[Start MATERIAL PROVIDED]
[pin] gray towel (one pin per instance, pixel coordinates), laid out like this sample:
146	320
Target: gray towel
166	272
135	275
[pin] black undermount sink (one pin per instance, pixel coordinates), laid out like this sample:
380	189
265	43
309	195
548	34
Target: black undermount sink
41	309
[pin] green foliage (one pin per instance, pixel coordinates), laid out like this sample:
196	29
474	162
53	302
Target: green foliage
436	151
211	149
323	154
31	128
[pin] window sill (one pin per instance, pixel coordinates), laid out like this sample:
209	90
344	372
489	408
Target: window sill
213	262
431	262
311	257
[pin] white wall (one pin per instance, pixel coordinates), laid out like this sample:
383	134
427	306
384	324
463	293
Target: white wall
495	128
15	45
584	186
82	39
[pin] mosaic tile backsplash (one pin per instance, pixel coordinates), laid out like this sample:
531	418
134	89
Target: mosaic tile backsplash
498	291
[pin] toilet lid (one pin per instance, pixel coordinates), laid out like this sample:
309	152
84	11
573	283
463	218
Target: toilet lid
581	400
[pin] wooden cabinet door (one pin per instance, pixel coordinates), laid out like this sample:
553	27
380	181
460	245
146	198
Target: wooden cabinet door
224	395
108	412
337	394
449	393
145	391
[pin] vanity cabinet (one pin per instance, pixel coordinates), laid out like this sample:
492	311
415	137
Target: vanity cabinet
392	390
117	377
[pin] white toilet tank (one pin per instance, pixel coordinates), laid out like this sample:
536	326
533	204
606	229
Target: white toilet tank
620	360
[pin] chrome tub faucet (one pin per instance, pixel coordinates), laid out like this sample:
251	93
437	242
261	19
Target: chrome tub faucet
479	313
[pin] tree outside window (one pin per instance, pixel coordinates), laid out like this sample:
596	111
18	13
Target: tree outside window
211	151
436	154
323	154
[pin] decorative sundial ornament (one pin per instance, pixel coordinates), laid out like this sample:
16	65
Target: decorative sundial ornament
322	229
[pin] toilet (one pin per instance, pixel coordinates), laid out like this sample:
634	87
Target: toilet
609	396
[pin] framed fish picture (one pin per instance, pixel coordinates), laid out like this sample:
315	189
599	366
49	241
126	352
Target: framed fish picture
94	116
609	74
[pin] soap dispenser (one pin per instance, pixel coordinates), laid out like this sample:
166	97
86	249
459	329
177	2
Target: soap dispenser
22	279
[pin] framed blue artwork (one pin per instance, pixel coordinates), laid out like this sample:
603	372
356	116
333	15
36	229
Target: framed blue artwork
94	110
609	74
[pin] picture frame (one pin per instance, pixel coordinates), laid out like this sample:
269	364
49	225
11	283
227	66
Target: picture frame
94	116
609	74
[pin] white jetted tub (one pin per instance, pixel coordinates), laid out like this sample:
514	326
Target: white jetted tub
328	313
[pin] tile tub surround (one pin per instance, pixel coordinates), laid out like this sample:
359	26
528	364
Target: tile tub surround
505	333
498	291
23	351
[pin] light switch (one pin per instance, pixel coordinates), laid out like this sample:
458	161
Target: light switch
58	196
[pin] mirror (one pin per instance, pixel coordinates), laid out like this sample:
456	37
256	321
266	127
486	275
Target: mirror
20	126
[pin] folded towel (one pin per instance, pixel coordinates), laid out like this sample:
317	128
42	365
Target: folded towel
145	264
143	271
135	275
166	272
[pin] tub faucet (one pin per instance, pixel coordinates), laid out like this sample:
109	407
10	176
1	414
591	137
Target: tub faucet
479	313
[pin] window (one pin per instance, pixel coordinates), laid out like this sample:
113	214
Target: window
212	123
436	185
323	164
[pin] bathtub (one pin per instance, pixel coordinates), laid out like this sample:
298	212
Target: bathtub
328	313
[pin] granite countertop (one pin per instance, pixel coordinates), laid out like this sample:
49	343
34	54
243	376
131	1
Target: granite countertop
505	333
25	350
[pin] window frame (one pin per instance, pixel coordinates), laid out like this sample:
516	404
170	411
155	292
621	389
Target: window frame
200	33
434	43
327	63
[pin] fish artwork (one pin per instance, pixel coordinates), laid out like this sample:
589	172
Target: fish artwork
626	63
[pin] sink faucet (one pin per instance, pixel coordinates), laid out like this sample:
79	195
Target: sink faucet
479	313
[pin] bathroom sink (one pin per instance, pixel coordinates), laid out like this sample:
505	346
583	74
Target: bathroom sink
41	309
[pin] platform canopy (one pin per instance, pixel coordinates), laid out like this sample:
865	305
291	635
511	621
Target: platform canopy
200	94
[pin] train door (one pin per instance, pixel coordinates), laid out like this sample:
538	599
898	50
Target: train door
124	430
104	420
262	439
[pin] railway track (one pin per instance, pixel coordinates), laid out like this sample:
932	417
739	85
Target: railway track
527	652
[End MATERIAL PROVIDED]
> [WORK TO COMPLETE]
All of the material must be reproduced exactly.

> [CORRECT RESPONSE]
[pin] gray towel (one pin per instance, pixel coordinates), laid out like this sample:
146	320
Target: gray towel
166	272
135	275
[pin] black undermount sink (one pin per instance, pixel coordinates), laid out like this sample:
380	189
265	43
309	195
548	34
Target: black undermount sink
41	309
[pin] green foliage (one pin per instance, pixel coordinates), laid out like this sample:
196	29
474	162
53	302
Target: green foliage
436	151
211	149
323	154
31	128
[pin] window sill (one pin per instance, pixel coordinates), laid out like this sample:
209	90
344	372
489	408
Target: window sill
213	262
431	262
311	257
[pin] white wall (one pin per instance, pixel coordinates), laid out like this sample:
383	134
427	306
384	324
463	293
Target: white wall
495	128
15	45
584	186
82	39
[pin] mosaic tile backsplash (one pin per instance, pixel coordinates), laid out like this sample:
531	418
134	89
Target: mosaic tile backsplash
498	291
[pin] toilet lid (one pin per instance, pixel coordinates), laid out like this sample:
309	152
84	11
573	283
463	218
Target: toilet lid
581	400
[pin] wooden cabinet door (one pin per instance, pixel coordinates), laid out like this sample:
553	27
380	181
460	245
146	198
Target: wooden cabinet door
224	395
108	412
337	394
449	393
145	391
[pin] vanity cabinet (one pin per instance, pixel coordinates), laid out like this sample:
492	311
415	137
Target: vanity cabinet
392	390
117	377
[pin] white toilet tank (one pin per instance, pixel coordinates), laid out like this sample:
536	326
533	204
606	229
Target: white toilet tank
620	360
[pin] chrome tub faucet (one pin per instance, pixel coordinates), laid out like this sample:
251	93
437	242
261	19
Target: chrome tub faucet
479	313
[pin] tree outside window (one pin per instance, pixel coordinates), laid out like this sample:
596	111
18	13
Target: tree outside window
211	151
436	154
323	154
[pin] decorative sundial ornament (one pin per instance, pixel coordinates), laid out like this sample:
16	65
Target: decorative sundial ornament
322	229
[pin] toilet (one pin per instance, pixel coordinates), laid out like this sample:
634	87
Target: toilet
609	396
[pin] framed fish picture (one pin per instance, pixel coordinates), laid out like this sample:
315	189
599	366
49	241
126	352
Target: framed fish picture
94	116
609	74
[pin] soap dispenser (one pin per instance, pixel coordinates), laid out like this sample:
166	97
86	249
459	329
177	2
Target: soap dispenser
22	279
[pin] framed blue artwork (one pin per instance, pixel coordinates), laid out like this sample:
603	372
356	116
333	15
36	229
Target: framed blue artwork
94	110
609	74
[pin] picture frame (one pin per instance, pixel coordinates), laid out like this sample:
269	364
49	225
11	283
227	66
Target: picture frame
94	116
609	74
[pin] white jetted tub (one pin per instance, pixel coordinates), laid out like this sample:
514	326
Target: white jetted tub
328	313
[pin] tile tub surround (one pin per instance, pixel coordinates), laid out like this sample:
359	26
528	364
Target: tile tub surround
505	333
498	291
23	351
[pin] light switch (one pin per instance, pixel coordinates), laid out like this sample:
458	161
Target: light switch
58	196
[pin] mirror (one pin per instance, pixel coordinates), laid out like this sample:
456	37
256	321
266	127
486	275
Target: mirror
20	126
[pin] folded towel (one pin per instance, pixel coordinates), laid out like this sample:
317	128
42	365
Target: folded towel
145	264
143	271
135	275
166	272
[pin] tub faucet (one pin per instance, pixel coordinates), laid out like this sample:
109	407
10	176
1	414
591	137
Target: tub faucet
479	313
[pin] window (one pin per instance, pixel coordinates), laid out like this sample:
113	214
Target: window
212	123
436	185
323	164
[pin] bathtub (one pin per instance, pixel coordinates), laid out like this sample:
298	212
Target: bathtub
328	313
[pin] granite countertop (one pin per instance, pixel coordinates), laid out like this sample:
49	343
34	54
243	376
131	1
Target: granite countertop
505	333
25	350
[pin] window frame (one pin per instance, pixel coordinates), laid out like this sample:
516	404
170	411
155	292
621	389
Target: window frame
200	33
434	43
327	63
[pin] fish artwork (one pin per instance, pixel coordinates), laid out like this sample:
589	172
Target: fish artwork
626	63
[pin] sink faucet (one pin per instance, pixel coordinates), laid out like this sample:
79	195
Target: sink faucet
479	313
[pin] bathroom sink (one pin per instance, pixel coordinates), laid out like this sample:
505	346
583	74
Target: bathroom sink
41	309
[pin] platform canopy (one pin per instance, pixel coordinates), laid out like this sample:
865	305
291	635
511	621
Target: platform canopy
200	94
[pin] train door (one pin per instance, pixel coordinates), laid out like this sample:
538	599
898	50
Target: train door
124	430
104	420
262	439
[pin] railway track (one pin per instance, pixel coordinates), laid out like this sample:
932	417
739	85
Target: railway track
527	652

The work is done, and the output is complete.